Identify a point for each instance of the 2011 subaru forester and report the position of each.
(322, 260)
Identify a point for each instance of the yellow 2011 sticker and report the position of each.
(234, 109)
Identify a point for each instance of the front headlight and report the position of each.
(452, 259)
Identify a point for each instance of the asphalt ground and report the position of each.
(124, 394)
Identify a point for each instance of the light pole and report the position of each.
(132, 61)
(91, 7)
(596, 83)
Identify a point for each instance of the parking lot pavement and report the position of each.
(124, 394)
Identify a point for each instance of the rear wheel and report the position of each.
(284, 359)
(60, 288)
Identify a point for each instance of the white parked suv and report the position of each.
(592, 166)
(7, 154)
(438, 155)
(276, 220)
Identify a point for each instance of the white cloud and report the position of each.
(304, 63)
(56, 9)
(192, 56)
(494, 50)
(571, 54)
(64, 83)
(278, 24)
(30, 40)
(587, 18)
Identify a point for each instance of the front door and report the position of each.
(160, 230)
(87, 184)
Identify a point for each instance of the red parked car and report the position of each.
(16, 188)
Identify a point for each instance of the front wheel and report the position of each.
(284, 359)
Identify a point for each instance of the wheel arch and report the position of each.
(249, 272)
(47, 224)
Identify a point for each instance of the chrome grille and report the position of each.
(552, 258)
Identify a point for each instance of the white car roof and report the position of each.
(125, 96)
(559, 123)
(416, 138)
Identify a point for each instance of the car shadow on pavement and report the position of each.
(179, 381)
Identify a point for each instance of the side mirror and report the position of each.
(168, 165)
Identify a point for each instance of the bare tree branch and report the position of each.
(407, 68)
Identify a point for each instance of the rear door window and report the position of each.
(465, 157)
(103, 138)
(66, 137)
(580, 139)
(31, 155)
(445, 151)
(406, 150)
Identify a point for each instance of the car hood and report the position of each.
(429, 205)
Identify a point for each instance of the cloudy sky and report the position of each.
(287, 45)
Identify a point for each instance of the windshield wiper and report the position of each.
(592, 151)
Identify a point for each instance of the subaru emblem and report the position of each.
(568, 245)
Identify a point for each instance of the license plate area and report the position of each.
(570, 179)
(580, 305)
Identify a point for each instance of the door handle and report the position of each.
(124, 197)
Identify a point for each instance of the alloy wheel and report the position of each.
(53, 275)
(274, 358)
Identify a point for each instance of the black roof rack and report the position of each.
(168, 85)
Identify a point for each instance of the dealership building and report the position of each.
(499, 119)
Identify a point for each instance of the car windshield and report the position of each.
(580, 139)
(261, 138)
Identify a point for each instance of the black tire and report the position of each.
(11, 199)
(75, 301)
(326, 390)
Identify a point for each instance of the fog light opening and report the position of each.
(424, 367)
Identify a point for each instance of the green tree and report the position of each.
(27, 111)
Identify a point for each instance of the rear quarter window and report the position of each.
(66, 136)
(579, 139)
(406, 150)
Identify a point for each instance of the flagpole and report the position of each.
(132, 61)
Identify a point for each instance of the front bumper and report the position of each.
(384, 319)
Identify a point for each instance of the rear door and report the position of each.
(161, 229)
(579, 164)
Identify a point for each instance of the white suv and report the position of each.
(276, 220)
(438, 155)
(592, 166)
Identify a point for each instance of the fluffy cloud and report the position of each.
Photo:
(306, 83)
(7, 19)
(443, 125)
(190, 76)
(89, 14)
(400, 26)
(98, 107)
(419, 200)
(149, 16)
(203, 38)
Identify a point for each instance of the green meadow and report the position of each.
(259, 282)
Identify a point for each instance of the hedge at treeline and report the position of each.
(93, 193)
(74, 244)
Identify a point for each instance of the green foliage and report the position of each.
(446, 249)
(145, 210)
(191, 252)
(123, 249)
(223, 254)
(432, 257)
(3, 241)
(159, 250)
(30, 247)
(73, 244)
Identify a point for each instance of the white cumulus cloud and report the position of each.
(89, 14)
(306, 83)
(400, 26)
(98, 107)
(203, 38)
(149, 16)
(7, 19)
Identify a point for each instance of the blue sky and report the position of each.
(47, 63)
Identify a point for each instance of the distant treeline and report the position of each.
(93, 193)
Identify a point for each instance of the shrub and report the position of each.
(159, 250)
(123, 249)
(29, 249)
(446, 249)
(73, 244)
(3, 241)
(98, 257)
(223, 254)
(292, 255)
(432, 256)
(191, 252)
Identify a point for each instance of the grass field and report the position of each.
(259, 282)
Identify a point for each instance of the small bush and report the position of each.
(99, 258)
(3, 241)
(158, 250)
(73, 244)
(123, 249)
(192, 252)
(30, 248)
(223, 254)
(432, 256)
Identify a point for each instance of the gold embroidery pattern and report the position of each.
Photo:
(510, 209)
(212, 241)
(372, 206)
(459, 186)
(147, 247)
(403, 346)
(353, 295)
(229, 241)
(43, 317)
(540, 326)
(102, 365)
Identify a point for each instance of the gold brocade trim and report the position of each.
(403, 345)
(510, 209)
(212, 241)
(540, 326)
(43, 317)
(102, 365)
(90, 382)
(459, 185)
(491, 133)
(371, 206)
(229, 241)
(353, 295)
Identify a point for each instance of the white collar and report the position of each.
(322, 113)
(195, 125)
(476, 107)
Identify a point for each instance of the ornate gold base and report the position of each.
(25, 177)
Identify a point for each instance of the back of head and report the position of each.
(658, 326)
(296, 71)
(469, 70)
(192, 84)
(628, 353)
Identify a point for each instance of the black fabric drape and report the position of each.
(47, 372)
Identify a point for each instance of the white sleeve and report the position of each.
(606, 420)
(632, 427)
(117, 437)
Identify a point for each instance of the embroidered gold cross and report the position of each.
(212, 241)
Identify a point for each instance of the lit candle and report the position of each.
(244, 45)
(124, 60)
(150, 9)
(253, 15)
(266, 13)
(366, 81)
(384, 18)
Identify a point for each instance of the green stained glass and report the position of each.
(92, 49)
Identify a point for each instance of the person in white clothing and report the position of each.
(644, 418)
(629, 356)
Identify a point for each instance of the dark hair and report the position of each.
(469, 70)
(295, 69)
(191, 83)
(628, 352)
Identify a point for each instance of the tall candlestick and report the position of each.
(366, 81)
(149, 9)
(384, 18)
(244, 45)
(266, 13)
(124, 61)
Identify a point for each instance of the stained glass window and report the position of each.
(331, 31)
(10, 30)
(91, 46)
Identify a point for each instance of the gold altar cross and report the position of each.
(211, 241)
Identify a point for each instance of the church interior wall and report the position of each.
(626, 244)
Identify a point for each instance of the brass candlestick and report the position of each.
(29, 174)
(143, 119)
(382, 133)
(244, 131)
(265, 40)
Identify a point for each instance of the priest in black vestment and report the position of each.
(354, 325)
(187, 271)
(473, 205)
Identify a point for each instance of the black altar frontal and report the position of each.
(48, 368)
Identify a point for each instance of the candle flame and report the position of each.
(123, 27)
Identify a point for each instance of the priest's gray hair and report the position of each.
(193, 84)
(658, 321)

+===+

The whole listing above is to be reproduced without any slip.

Identify a point for each instance of the 2011 subaru forester and report the position of each.
(322, 260)
Identify a point for each instance of the yellow 2011 sticker and report the position of each.
(234, 109)
Identify a point for each instance of the front headlight and report the position of each.
(452, 259)
Identify a point for each instance of the asphalt ground and report the position of each.
(124, 394)
Identify a point for each instance of the light pole and report the position of each.
(132, 61)
(91, 7)
(596, 83)
Identify a point for each instance of the parking lot pavement and report the position of each.
(124, 394)
Identify a point for each instance of the rear wheel and report the position of each.
(284, 359)
(60, 288)
Identify a point for each instance of the white parked suv and report the position of each.
(592, 166)
(7, 154)
(438, 155)
(276, 220)
Identify a point for each instance of the white cloud and report the position of each.
(304, 63)
(56, 9)
(192, 56)
(494, 50)
(571, 54)
(64, 83)
(278, 24)
(30, 40)
(587, 18)
Identify a point for each instance of the front door and report the position of each.
(160, 230)
(87, 184)
Identify a point for each instance of the red parked car and report the position of each.
(16, 188)
Identify a point for each instance of the front wheel and report the position of each.
(284, 359)
Identify a point for each instance of the wheel arch and report the position of each.
(249, 272)
(47, 224)
Identify a point for each instance of the chrome grille and report the position of each.
(552, 258)
Identify a point for each instance of the white car roof and report the position of each.
(125, 96)
(559, 123)
(416, 138)
Identify a point for each instance of the car shadow on pavement and report the position of each.
(179, 381)
Identify a point for each instance of the side mirror and report the position of each.
(168, 165)
Identify a point for each instance of the bare tree branch and report the position of each.
(407, 68)
Identify a point for each instance of the rear door window and report the position of each.
(465, 157)
(103, 138)
(66, 137)
(580, 139)
(31, 155)
(445, 151)
(406, 150)
Identify a point for each instance of the car hood and report the position of each.
(429, 205)
Identify a point for each instance of the cloudy sky and report the position of each.
(287, 45)
Identify a point for each instance of the windshield wiper and report the position of each.
(592, 151)
Identify a point for each instance of the subaru emblem and report the position of each.
(568, 245)
Identify a point for each instance of the license plate area and report the position of each.
(570, 179)
(580, 305)
Identify a point for each instance of the door handle and report the position of each.
(124, 197)
Identify a point for each instance of the alloy wheel and report the position of each.
(53, 275)
(274, 358)
Identify a point for each instance of the black roof rack and report the position of each.
(168, 85)
Identify a point for each instance of the dealership building and report the position of each.
(499, 119)
Identify a point for each instance of the car windshield and report the position of each.
(580, 139)
(261, 138)
Identify a point for each instance of the black tire and report the position of each.
(11, 199)
(75, 301)
(326, 390)
Identify a point for each instance of the fog light opening and report the position of each.
(424, 367)
Identify a point for each instance of the green tree and report the position of each.
(27, 111)
Identify a point for each instance of the rear quarter window and report the position of each.
(66, 136)
(579, 139)
(406, 150)
Identify a point for each instance of the flagpole and report the position of each.
(132, 61)
Identify a point for each instance of the front bumper and report the position of each.
(384, 319)
Identify a point for each instance of the rear door and report the position of each.
(161, 229)
(579, 164)
Identify a point for each instance of the white suv and report the position of each.
(276, 220)
(438, 155)
(592, 166)
Identify a point for each instance of the fluffy cloud and report the position of each.
Photo:
(306, 83)
(7, 19)
(443, 125)
(190, 76)
(89, 14)
(400, 26)
(98, 107)
(419, 200)
(149, 16)
(203, 38)
Identify a point for each instance of the green meadow and report the position of each.
(259, 282)
Identify a point for each instance of the hedge at treeline and report the position of each.
(93, 193)
(74, 244)
Identify a point for each instance of the green foliage and report the position of each.
(446, 249)
(145, 210)
(191, 252)
(123, 249)
(223, 254)
(432, 257)
(3, 241)
(159, 250)
(30, 247)
(73, 244)
Identify a point for each instance of the white cumulus cloud and report the position of each.
(89, 14)
(306, 83)
(400, 26)
(98, 107)
(203, 38)
(149, 16)
(7, 19)
Identify a point for each instance of the blue sky and report the position of each.
(47, 63)
Identify a point for each instance of the distant treeline and report the position of each.
(93, 193)
Identify a point for each instance of the shrub and report the position of each.
(159, 250)
(123, 249)
(29, 249)
(446, 249)
(73, 244)
(3, 241)
(98, 257)
(223, 254)
(292, 255)
(432, 256)
(191, 252)
Identify a point for each instance of the grass field and report the position of each.
(259, 282)
Identify a point for each instance of the small bush and report the position of each.
(99, 258)
(3, 241)
(158, 250)
(73, 244)
(123, 249)
(192, 252)
(30, 248)
(223, 254)
(432, 256)
Identify a point for each instance of the gold embroidery pattern and report the position of each.
Photo:
(510, 209)
(212, 241)
(372, 206)
(459, 186)
(147, 247)
(403, 346)
(353, 295)
(229, 241)
(43, 317)
(540, 326)
(102, 365)
Identify a point for each instance of the gold brocade trim and report the position of each.
(403, 345)
(510, 209)
(212, 241)
(540, 326)
(43, 317)
(102, 365)
(90, 382)
(459, 185)
(491, 133)
(371, 206)
(229, 241)
(353, 295)
Identify a point for each instance of the white collar and report the position of each.
(322, 113)
(195, 125)
(476, 107)
Identify a point for each instance of the ornate gold base and report the position of each.
(25, 177)
Identify a point for each instance of the back of head and report the position of each.
(658, 326)
(296, 71)
(469, 70)
(192, 84)
(628, 353)
Identify a point for each instance of the black fabric drape and report the position of each.
(47, 372)
Identify a point for each instance of the white sleeve and report the position of each.
(606, 420)
(632, 427)
(117, 437)
Identify a point for each instance of the embroidered gold cross and report the position of each.
(212, 241)
Identify a point for each instance of the lit candle and report the position of each.
(244, 45)
(124, 60)
(150, 9)
(253, 15)
(266, 13)
(366, 81)
(384, 18)
Identify a point for each instance of the green stained glass and report the position of each.
(92, 49)
Identify a point for each instance of the person in white clothing and report the position of each.
(644, 418)
(629, 356)
Identify a point for each instance of the dark hair and report the position of each.
(469, 70)
(295, 69)
(191, 83)
(628, 352)
Identify a point for each instance of the tall candlestick and report the position of each.
(366, 81)
(149, 9)
(384, 18)
(244, 45)
(266, 13)
(124, 61)
Identify a point for each instance of the stained glass window and report the position of each.
(331, 31)
(10, 30)
(91, 46)
Identify a point for each instance of the gold altar cross and report the position of each.
(211, 241)
Identify a point for each instance of the church interior wall and report the position of each.
(626, 244)
Identify a point for each instance of the brass candlestick and report the position of each.
(29, 174)
(143, 119)
(382, 133)
(244, 131)
(265, 40)
Identify a point for each instance of the priest in black vestment and report the position of each.
(354, 325)
(187, 271)
(473, 205)
Identify a point for each instance of the black altar frontal and report the position of each.
(48, 368)
Identify a point for each instance of the candle flame and report the position of each.
(123, 27)
Identify a point for each instance of the priest's gray hair and report the position of each.
(193, 84)
(658, 321)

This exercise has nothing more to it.